Extract
▼▼▼
# Laser lawnmower?



## hugodrax

Is this possible if I use that 445nm 1W laser, put it inside a chassis and drive the lawnmower over the grass and have the beam cut the grass to perfect length?

It would not pose anymore of a hazard than a moving blade mower and since the beam is underneath it is not visible to the eye.

Put in a safety feature such as a run only when holding on to the saftey bar just like with traditional mowers.

Is the 1W enough to cut grass as it passes the beam, a length of lets say 3-4 feet?


----------



## AnAppleSnail

hugodrax said:


> Is this possible if I use that 445nm 1W laser, put it inside a chassis and drive the lawnmower over the grass and have the beam cut the grass to perfect length?
> 
> It would not pose anymore of a hazard than a moving blade mower and since the beam is underneath it is not visible to the eye.
> 
> Put in a safety feature such as a run only when holding on to the saftey bar just like with traditional mowers.
> 
> Is the 1W enough to cut grass as it passes the beam, a length of lets say 3-4 feet?



Very slowly. Lasers work by applying heat to a small area, so for grass it would have to boil the water in each blade, then burn the grass blade off. Multiply the approximately 1.5mm beam diameter by the number of grass blades it must cut by the water content in a 1.5mm long section of grass - because it will have to boil that water. Once the grass is dry, it will burn the dry section off. I can't imagine this being good for your lawn.

Multiply 1 watt by the number of watts to boil a gram of water by the grams of water in each sweep of the laser and you know how slowly to sweep - it won't be fast. Lasers are not magical cutting lines. They are very bright light and they basically heat things up.


----------



## Larbo

Be careful when doing the dried up grass and weeds mid to late summer, could turn into a real news maker...
▲▲▲
Excerpted records
▼▼▼
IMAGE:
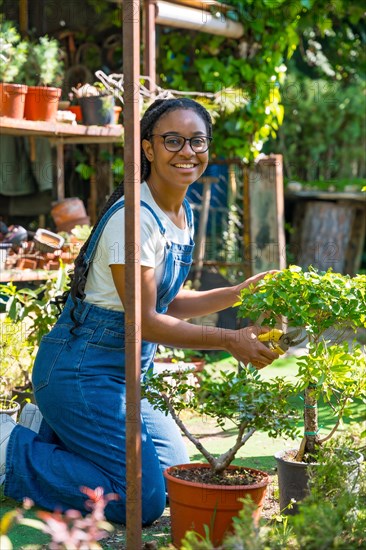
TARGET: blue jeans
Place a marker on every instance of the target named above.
(79, 384)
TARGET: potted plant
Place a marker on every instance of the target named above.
(96, 104)
(327, 306)
(207, 495)
(13, 54)
(43, 74)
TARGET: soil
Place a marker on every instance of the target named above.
(230, 476)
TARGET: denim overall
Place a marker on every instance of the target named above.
(80, 388)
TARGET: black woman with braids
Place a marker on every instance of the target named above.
(77, 436)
▲▲▲
Task requirements
**1)** Reproduce the laser lawnmower thread from "Very slowly. Lasers" up to and including "heat things up.".
**2)** Write the next part of the laser lawnmower thread, picking up after its final post.

Per-task outputs
**1)**
Very slowly. Lasers work by applying heat to a small area, so for grass it would have to boil the water in each blade, then burn the grass blade off. Multiply the approximately 1.5mm beam diameter by the number of grass blades it must cut by the water content in a 1.5mm long section of grass - because it will have to boil that water. Once the grass is dry, it will burn the dry section off. I can't imagine this being good for your lawn.

Multiply 1 watt by the number of watts to boil a gram of water by the grams of water in each sweep of the laser and you know how slowly to sweep - it won't be fast. Lasers are not magical cutting lines. They are very bright light and they basically heat things up.

**2)**
----------



## Batou00159

add multiple lasers (gellet mack 3 concept) more lasers les hassel:nana:

and you would have to add some sort of grass aggitator so that the bits that are lying down or at funny angels got caught by the lasers


----------



## StarHalo

Below 20% humidity, dried/dead grass becomes flammable; once you get into single-digit humidity, a spark sets off dry grass like a road flare. Pointing a 1w laser at your lawn in these conditions would certainly take care of the grass (and all the nearby structures/buildings)..


----------



## luceat lux vestra

That sounds great. But I have seen how fast dry grass can burn in October Not cool :shakehead


----------



## Linger

Aside from the cutting, a key element in the successful function of a lawn mower is the low pressure areas it creates above the blades, essential for the grass below the blades (in the comparitively high pressure areas) to stand up straight. So beyond just an aggitator, a massive blower would be needed so the patch of grass would raise up to be cut.

(un-powered push mowers to this manually with a bar that furrows the grass up and into the cutting blades.)


----------



## SemiMan

hugodrax ... please tell me you are not an engineer ... and if you are, civil in particular, please list all structures you have worked on so I can avoid them... ;-)

Sorry, I could not resist.... and I would like to assume this was a joke.


----------



## Lynx_Arc

If you could make a laser strong enough to cut a lawn as fast as a lawnmower it wouldn't be made because it would be a weapon instead and it would only take one stupid user playing tag with it to mess it up and wipe out someone's school bus full of kids with laser beams to put the company out of business with lawsuits forever. You would have to have a special deck to make sure the lasers either don't try and cut the lawnmower or reflect off it and hit someone or blind a plane in the sky also. The power needed for such a lawnmower may end up costing more in gasoline than spinning a blade and may generate more heat than a combustion engine based mower.
In other words, doesn't seem like a good idea from the start.


----------



## AJ_Dual

Instead how about an imaging sensor that maps out the blades of grass as the "mower" rolls over it, then a 20W IR diode is fired at a big DLP chip which then breaks up the individual beams at each of the individual blades of grass?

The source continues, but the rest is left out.